● **WORK TO BE COMPLETED**
Would you copy out the whole listing exactly as given?

● **TASK INPUT**
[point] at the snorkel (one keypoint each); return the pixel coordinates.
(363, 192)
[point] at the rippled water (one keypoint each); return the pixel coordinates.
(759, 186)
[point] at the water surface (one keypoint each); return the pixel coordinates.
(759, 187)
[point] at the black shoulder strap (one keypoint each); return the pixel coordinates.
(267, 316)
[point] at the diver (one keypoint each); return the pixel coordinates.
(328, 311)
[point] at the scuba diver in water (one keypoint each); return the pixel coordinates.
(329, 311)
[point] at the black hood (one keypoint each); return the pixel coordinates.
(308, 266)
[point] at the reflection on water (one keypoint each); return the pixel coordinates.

● **THE REPLY**
[point] at the snorkel (one keypoint each); return the pixel coordinates.
(363, 192)
[point] at the rippled water (one keypoint each); return the pixel coordinates.
(759, 186)
[point] at the water surface (one keypoint each); return the pixel coordinates.
(759, 187)
[point] at the black shoulder strap (one keypoint each); return the pixel coordinates.
(267, 316)
[point] at the diver (one keypoint each); return the pixel coordinates.
(328, 311)
[point] at the scuba diver in water (one keypoint each); return the pixel coordinates.
(329, 311)
[point] at the black hood (one keypoint each); return the pixel coordinates.
(308, 266)
[point] at the reflection on water (one keypoint each); return the pixel coordinates.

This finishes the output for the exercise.